◆ Request:
Locate every line in the entries below that contains the word "draw" and copy each of those lines. The match is case-sensitive.

◆ Dataset rows:
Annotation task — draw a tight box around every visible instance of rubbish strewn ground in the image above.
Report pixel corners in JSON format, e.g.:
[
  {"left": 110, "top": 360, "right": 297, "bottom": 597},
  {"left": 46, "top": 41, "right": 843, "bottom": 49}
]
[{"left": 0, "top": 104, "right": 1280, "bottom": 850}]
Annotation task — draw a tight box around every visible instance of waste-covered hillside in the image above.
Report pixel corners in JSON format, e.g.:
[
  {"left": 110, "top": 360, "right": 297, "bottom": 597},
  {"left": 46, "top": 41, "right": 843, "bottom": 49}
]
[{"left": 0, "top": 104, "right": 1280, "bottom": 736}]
...
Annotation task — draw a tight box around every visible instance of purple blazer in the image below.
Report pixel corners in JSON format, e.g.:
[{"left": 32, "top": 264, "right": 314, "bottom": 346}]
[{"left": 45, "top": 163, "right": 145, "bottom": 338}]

◆ Solution to this exercise:
Annotation task — draw a tight box around every visible instance of rubbish strewn ground in the image above.
Annotation task — draw a tight box around every visible instance of waste-covered hillside in the image above.
Annotation task — draw a tight box around every visible instance of purple blazer in the image below.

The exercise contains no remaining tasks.